#### WAT JE DOET:
Herhaal alsjeblieft woordelijk de regels uit de lijst hieronder, vanaf de regel met "Indicate one point per instance of the dirt" tot en met het einde van de lijst.

━━━━━━━━━━━━━━━━

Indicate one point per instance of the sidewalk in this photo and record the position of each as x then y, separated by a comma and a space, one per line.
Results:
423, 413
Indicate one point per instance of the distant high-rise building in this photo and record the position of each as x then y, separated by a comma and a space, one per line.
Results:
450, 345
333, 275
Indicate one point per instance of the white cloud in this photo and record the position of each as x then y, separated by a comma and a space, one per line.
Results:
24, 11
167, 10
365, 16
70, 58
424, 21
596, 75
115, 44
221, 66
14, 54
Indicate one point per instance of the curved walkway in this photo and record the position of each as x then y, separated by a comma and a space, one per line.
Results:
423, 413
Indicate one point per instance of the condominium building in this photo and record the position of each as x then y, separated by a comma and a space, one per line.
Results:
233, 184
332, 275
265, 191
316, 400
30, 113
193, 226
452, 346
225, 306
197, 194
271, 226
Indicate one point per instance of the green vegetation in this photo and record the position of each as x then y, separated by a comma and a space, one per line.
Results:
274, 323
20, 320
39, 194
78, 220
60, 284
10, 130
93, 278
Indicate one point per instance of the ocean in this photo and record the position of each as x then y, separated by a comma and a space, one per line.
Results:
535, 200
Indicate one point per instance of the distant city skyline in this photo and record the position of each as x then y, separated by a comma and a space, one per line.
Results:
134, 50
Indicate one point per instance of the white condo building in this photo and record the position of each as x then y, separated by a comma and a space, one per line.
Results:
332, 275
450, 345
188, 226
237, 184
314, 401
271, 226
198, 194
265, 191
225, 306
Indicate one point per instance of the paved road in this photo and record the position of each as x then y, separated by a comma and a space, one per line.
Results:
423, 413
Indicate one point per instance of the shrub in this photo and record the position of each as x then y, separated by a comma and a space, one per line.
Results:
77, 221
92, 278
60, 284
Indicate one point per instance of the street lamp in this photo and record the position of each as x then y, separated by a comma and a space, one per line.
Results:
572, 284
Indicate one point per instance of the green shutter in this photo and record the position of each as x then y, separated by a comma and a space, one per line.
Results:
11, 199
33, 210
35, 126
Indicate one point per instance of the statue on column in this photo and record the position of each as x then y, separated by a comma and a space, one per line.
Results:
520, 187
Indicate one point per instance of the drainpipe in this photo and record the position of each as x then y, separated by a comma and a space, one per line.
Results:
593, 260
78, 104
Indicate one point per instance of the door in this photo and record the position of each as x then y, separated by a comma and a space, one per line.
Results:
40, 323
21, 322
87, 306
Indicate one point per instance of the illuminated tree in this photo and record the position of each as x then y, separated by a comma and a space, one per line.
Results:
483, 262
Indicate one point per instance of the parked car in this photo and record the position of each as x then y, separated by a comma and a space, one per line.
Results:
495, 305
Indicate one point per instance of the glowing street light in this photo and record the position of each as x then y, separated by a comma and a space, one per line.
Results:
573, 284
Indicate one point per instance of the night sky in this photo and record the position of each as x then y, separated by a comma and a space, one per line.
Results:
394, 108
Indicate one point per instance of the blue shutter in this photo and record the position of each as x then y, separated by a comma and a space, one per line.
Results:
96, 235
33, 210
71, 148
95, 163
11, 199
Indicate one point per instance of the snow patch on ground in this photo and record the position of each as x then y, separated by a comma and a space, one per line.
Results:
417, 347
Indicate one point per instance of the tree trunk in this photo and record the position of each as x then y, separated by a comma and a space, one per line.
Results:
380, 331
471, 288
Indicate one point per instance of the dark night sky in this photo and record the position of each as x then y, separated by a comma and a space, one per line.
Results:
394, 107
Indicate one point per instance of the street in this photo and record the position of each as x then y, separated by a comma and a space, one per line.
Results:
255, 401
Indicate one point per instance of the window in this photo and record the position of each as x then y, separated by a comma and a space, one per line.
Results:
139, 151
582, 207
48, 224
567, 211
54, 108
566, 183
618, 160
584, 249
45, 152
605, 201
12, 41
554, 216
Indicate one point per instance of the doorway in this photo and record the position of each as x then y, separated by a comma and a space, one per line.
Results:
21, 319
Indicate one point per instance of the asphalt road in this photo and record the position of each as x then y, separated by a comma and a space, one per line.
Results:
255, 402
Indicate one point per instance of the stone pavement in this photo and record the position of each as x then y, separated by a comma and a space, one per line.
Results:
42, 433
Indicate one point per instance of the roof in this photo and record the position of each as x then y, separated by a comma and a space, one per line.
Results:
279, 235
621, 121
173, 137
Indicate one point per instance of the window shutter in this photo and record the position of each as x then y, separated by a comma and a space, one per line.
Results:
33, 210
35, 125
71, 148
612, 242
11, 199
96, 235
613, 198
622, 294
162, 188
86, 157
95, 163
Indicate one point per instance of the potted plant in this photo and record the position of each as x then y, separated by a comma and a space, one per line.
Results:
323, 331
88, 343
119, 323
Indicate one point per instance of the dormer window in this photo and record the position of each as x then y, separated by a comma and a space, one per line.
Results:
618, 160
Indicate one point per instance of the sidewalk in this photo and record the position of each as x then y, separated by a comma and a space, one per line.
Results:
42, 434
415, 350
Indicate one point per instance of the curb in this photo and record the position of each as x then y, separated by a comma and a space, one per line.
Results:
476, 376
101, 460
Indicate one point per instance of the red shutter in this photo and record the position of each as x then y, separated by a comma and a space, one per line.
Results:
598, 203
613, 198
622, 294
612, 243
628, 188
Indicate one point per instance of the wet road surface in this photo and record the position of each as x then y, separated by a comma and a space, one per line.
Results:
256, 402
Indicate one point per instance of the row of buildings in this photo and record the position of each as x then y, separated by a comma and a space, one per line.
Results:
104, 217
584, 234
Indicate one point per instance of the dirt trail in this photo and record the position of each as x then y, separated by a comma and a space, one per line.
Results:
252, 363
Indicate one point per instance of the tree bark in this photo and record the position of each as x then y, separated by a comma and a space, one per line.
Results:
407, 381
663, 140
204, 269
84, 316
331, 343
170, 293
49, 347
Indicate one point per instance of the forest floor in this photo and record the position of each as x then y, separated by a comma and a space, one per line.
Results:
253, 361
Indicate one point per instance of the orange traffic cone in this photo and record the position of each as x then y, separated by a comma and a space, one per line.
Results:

━━━━━━━━━━━━━━━━

#### UITGEVOERDE OPDRACHT:
Indicate one point per instance of the dirt trail in this photo and record the position of each as x then y, separated by a comma and a space, one per line.
Results:
252, 363
Indicate one point per instance of the tree bark in this photo and record the position of each as x then y, separated by a comma and a space, one per line.
Results:
407, 381
663, 140
204, 269
84, 316
331, 343
170, 293
49, 347
Indicate one point per instance of the forest floor in this photo and record the position of each as x then y, separated by a comma and a space, one per line.
Results:
253, 361
Indicate one point per instance of the orange traffic cone in this photo and record the position of each as x then y, separated by a comma and a space, one per line.
Results:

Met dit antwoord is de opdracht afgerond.